◆ TASK INSTRUCTIONS ◆
Rescale the data starting at the line containing "[spot] the woven basket" and ending at the last line of the data. Rewrite every line in that span, requests included, with each pin coordinate in the answers multiplied by 2.1 and rounded to a whole number (halves round up), and leave the pictures out.

========================================

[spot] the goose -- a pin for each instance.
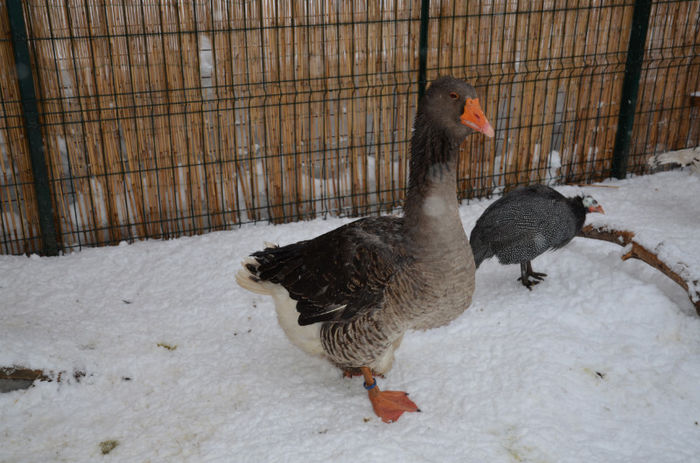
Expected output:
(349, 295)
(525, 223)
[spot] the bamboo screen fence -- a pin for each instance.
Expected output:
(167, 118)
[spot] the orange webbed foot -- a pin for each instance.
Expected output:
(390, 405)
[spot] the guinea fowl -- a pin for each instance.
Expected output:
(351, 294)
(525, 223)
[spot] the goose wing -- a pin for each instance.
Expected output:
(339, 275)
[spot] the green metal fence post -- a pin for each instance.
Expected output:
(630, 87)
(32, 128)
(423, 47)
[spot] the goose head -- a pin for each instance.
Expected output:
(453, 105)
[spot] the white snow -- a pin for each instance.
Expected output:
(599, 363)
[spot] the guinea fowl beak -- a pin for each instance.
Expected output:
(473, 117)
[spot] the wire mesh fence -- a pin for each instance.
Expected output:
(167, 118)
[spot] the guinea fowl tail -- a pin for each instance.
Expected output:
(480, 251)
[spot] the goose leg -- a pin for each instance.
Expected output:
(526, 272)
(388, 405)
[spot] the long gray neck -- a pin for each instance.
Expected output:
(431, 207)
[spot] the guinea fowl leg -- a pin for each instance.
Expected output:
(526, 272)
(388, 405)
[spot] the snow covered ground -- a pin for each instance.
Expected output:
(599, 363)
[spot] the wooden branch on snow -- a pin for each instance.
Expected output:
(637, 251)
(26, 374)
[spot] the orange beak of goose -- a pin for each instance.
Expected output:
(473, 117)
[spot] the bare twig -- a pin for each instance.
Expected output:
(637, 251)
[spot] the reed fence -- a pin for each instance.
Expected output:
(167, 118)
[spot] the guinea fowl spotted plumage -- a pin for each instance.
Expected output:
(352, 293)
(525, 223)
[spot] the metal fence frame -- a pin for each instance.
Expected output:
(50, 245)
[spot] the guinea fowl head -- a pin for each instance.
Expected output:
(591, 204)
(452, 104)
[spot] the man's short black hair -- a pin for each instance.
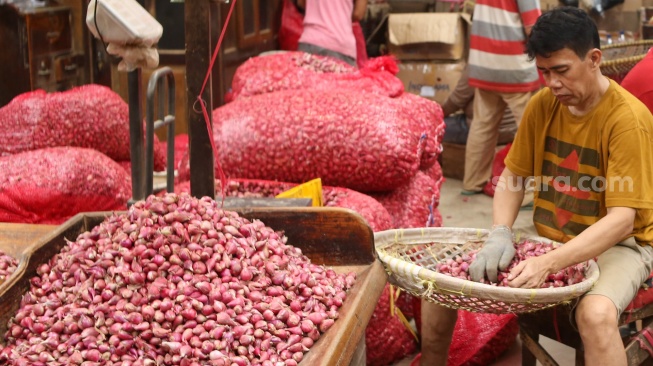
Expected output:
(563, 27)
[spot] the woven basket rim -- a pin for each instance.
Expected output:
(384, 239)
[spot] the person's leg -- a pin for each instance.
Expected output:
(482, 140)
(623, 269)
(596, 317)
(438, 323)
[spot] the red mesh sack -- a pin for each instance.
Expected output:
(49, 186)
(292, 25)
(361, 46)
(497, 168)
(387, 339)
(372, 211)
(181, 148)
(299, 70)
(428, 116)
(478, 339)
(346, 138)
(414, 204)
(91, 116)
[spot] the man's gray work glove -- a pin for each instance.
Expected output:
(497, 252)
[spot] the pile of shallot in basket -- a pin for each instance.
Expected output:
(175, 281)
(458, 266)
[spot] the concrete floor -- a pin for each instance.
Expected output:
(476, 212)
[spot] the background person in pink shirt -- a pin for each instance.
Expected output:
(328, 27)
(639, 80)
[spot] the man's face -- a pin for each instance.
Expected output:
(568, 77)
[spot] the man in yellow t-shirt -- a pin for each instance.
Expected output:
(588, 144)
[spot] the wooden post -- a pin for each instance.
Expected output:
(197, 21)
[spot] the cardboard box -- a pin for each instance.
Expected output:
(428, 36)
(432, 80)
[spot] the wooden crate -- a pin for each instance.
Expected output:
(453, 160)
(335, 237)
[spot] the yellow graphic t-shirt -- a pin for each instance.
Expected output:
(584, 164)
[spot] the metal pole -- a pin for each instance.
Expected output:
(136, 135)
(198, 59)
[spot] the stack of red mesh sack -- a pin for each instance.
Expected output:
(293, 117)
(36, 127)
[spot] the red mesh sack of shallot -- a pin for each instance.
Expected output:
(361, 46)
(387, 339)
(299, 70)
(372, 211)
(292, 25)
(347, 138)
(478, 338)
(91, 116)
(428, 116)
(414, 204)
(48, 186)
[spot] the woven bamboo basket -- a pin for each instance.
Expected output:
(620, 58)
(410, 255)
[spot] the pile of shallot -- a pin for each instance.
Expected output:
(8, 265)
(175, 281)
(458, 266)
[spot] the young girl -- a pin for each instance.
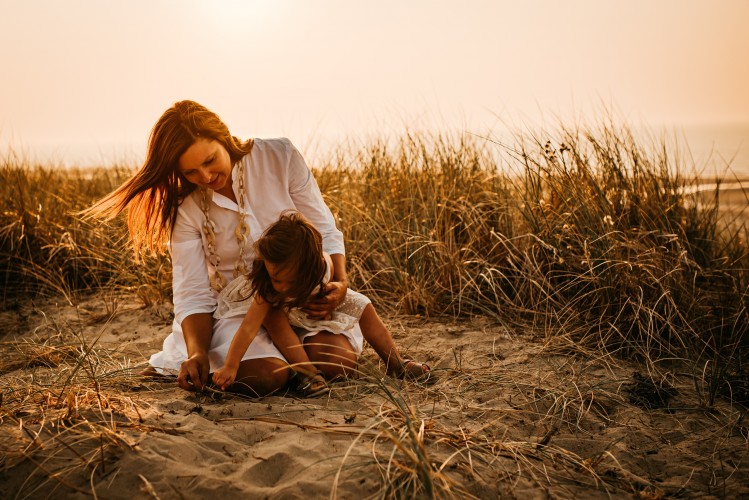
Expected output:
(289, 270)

========================================

◆ RESPONSE ◆
[spot] the woven basket rim -- a pin for each instance.
Expected output:
(806, 502)
[spot] the person's leg -- a pin for each instance.
Expected output:
(1012, 294)
(1308, 565)
(1252, 666)
(920, 678)
[spot] the red mesh sack -- a pin for each instance.
Expected output:
(103, 391)
(613, 53)
(758, 97)
(1044, 353)
(813, 712)
(781, 443)
(380, 311)
(628, 147)
(899, 244)
(1004, 712)
(727, 290)
(869, 428)
(191, 244)
[spot] the man's gray work glove -- a pin for each instance.
Expected output:
(1044, 529)
[spot] the pile of shallot in basket -- a pin for each instance.
Expected output:
(368, 590)
(962, 559)
[spot] the concrete floor -- a pin for each instance.
Expected output:
(1000, 445)
[spot] the background person in pink shirt -- a pin for each instance.
Expected output:
(689, 57)
(1342, 168)
[spot] the man's face -- a pin for each instance.
Expected output:
(1193, 162)
[spot] the man in yellow t-shirt -- a pin for each instance.
Expected output:
(1235, 302)
[spot] the wooden post -- a pin for each instance.
Expected output:
(414, 44)
[spot] the cardboard box -- a pin for each instance.
Expected output:
(899, 76)
(907, 168)
[spot] the wooden crate -- a pin for each instance.
Expected output:
(951, 336)
(704, 498)
[spot] the yellow graphic t-shirt -- a pin for each instance.
Expected output:
(1226, 344)
[spot] the metal pole -- a pin for each instance.
Expected output:
(286, 284)
(416, 124)
[spot] the stack of red mesh sack -- a pin for each instance.
Expected output:
(615, 246)
(76, 267)
[spot] the red mesh sack of shallot -- a pin for each instance.
Expected output:
(758, 97)
(813, 712)
(628, 147)
(781, 443)
(613, 53)
(729, 290)
(1004, 710)
(191, 244)
(899, 244)
(869, 428)
(101, 391)
[spot] the woven bamboo basket -- a pin for each instance.
Expected output:
(1302, 122)
(861, 536)
[spot] the pile of shallot -- a pin for each instance.
Expected output:
(17, 557)
(368, 590)
(962, 559)
[spot] the young girl -- a pin for each instance.
Expected output:
(607, 567)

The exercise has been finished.